### [WORK ORDER]
Find the line containing "box: [337, 235, 506, 487]" in the records below. Copy exactly that line and each one after it, ending at the line containing "294L396 253L383 275L369", and nothing more.

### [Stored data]
========

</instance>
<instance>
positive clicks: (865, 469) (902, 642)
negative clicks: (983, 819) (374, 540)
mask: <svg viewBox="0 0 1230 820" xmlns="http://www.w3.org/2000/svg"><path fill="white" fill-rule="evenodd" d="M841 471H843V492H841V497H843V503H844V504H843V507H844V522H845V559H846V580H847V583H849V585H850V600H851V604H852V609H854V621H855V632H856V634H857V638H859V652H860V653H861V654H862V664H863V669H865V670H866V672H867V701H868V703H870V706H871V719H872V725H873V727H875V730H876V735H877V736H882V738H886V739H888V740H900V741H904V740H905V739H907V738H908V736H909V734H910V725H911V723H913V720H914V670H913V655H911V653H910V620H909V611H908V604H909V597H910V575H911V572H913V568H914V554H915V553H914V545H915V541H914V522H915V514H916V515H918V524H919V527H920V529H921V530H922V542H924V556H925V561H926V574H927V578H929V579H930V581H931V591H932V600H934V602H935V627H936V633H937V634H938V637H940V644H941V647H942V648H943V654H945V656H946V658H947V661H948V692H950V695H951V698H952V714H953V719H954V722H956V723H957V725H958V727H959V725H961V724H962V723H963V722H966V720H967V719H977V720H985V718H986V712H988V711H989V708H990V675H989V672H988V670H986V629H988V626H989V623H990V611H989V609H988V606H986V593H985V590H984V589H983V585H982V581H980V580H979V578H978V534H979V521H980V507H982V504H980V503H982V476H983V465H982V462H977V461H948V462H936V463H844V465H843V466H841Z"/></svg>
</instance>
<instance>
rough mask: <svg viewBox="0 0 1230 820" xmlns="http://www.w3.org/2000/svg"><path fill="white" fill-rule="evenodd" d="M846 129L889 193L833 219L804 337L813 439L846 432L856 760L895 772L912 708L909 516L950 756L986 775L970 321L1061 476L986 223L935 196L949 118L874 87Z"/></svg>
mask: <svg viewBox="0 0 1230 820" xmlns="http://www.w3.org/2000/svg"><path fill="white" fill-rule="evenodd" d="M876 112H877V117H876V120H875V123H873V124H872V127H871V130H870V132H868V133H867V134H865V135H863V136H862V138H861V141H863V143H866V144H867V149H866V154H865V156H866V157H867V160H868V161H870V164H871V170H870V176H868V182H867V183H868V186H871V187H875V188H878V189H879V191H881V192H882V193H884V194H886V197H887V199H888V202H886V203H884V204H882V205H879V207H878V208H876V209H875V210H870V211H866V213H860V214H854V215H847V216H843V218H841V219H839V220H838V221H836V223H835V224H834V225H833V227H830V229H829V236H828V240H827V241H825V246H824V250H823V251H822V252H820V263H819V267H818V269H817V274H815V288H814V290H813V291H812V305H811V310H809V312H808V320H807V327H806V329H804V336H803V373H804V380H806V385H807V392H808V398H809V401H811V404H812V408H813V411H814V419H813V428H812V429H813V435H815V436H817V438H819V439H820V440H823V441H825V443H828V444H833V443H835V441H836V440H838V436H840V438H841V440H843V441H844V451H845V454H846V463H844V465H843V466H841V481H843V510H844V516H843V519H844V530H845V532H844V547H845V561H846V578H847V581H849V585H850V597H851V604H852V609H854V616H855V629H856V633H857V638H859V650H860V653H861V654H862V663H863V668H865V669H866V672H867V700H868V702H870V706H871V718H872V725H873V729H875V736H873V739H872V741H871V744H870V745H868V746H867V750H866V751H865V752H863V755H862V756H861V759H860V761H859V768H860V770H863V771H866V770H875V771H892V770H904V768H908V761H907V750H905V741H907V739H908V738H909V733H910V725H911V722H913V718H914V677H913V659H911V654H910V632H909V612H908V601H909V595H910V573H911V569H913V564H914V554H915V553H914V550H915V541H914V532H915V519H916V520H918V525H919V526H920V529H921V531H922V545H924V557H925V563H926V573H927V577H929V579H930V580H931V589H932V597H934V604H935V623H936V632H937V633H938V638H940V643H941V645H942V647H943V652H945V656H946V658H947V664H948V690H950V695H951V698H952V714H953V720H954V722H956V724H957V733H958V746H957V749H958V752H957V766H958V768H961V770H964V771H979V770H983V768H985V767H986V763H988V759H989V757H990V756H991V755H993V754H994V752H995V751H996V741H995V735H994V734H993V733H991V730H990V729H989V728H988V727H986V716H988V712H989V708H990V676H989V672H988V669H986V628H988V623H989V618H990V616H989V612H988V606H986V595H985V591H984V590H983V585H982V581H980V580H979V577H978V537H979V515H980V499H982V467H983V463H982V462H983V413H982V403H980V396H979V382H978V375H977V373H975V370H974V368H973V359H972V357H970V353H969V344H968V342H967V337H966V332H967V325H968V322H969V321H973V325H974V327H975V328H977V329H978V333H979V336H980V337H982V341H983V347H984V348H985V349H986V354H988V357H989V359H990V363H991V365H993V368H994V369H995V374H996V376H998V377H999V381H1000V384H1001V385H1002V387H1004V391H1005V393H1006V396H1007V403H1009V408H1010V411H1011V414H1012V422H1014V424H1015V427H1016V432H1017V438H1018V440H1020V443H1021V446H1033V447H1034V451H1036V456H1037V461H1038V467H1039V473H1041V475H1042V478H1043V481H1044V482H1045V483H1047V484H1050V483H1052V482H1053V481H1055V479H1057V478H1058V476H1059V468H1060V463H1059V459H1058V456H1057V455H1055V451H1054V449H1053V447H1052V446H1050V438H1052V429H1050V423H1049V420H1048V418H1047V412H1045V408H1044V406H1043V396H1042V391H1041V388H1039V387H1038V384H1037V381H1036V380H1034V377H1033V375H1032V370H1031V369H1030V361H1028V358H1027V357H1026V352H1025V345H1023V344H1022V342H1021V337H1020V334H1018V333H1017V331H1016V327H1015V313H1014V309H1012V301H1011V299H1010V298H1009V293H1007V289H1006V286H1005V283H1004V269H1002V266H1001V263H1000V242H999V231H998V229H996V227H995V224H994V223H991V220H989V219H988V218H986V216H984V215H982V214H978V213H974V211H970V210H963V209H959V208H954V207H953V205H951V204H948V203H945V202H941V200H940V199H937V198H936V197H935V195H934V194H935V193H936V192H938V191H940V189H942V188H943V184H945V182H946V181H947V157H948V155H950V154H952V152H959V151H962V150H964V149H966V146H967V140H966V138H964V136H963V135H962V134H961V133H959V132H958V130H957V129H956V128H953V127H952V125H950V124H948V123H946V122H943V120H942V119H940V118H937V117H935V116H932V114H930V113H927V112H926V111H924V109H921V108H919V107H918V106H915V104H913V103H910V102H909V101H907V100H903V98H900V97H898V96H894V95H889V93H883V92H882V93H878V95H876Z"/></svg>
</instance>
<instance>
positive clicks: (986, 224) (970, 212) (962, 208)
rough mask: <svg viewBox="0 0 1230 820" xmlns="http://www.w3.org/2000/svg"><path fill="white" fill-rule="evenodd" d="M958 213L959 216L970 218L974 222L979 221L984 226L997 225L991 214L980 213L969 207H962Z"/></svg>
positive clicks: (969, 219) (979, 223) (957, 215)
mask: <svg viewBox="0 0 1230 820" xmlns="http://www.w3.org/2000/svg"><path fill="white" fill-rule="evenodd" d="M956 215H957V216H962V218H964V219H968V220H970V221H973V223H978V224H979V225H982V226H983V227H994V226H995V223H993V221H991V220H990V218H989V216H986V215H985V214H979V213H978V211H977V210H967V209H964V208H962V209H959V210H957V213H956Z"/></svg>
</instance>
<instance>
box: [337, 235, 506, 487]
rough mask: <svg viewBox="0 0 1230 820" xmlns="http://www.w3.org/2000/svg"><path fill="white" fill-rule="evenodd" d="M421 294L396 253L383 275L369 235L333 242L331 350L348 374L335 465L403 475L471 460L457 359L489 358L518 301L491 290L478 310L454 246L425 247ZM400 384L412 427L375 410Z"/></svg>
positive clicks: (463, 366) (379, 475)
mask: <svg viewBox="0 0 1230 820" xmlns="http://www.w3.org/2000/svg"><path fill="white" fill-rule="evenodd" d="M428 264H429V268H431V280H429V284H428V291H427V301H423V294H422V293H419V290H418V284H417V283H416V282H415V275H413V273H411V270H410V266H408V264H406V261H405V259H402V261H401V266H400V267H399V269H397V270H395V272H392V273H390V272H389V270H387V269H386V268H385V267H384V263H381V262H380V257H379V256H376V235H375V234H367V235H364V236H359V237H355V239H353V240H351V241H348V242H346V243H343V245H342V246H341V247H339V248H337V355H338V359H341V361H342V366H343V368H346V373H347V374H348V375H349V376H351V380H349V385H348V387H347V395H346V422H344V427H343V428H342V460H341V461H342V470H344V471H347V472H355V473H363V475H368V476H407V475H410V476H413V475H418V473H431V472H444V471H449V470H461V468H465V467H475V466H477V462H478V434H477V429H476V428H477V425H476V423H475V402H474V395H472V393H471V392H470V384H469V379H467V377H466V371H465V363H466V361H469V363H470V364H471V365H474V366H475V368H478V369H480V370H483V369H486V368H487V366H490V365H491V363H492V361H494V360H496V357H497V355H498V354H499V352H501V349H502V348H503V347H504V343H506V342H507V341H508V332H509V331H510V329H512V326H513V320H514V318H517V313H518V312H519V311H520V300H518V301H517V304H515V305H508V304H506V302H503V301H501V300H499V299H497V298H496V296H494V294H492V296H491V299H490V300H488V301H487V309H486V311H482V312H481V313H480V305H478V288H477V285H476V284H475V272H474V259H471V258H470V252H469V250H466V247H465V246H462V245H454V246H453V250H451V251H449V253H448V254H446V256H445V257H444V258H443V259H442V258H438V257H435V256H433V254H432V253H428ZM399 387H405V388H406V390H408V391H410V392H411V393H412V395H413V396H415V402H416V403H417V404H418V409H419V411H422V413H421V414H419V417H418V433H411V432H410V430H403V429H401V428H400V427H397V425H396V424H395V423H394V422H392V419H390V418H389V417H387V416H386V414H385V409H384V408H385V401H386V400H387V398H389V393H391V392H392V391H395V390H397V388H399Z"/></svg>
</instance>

========

### [EXERCISE SOLUTION]
box: [337, 235, 506, 487]
rough mask: <svg viewBox="0 0 1230 820" xmlns="http://www.w3.org/2000/svg"><path fill="white" fill-rule="evenodd" d="M421 294L396 253L383 275L369 235L333 242L331 350L348 374L335 465L403 475L471 460L457 359L489 358L518 301L491 290L478 310L454 246L425 247ZM400 384L412 427L375 410Z"/></svg>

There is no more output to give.